# start of Material provided
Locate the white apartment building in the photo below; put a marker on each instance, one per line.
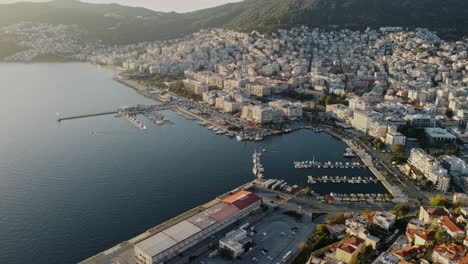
(384, 219)
(461, 198)
(257, 113)
(394, 137)
(430, 168)
(363, 119)
(339, 111)
(421, 121)
(287, 108)
(439, 135)
(458, 169)
(378, 130)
# end of Material provided
Aim of the exercise = Lay out the material above as a two-column CSV with the headers request and answer. Give one row per request, and put its text and its answer each in one quoted field with line breaks replaced by spaces, leaving the pictures out.

Written solution =
request,answer
"Locate the white apartment building in the photo below; put a marker on each instance, one per line.","(384, 219) (461, 198) (257, 113) (394, 137) (430, 168) (363, 119) (339, 111) (421, 121) (287, 108) (439, 135) (458, 169) (378, 130)"